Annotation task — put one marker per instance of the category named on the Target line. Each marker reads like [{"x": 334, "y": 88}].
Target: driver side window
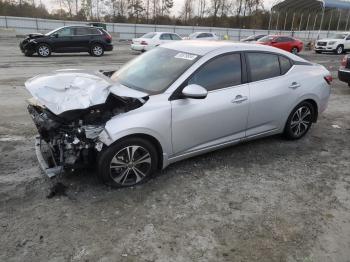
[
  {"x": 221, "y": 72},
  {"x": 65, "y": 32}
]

---

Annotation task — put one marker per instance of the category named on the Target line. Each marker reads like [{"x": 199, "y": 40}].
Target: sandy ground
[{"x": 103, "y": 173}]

§ **DIRECTIVE**: Filter the rows above and copy every line that contains the word "named". Upper and lower case must match.

§ **SOLUTION FOR THIS PROBLEM**:
Annotation task — put one marker per instance of the category named on the Target line. Each marker reads like [{"x": 334, "y": 88}].
Annotation task — put one marker per instance of the category named on the Target line. Each marker reads like [{"x": 199, "y": 40}].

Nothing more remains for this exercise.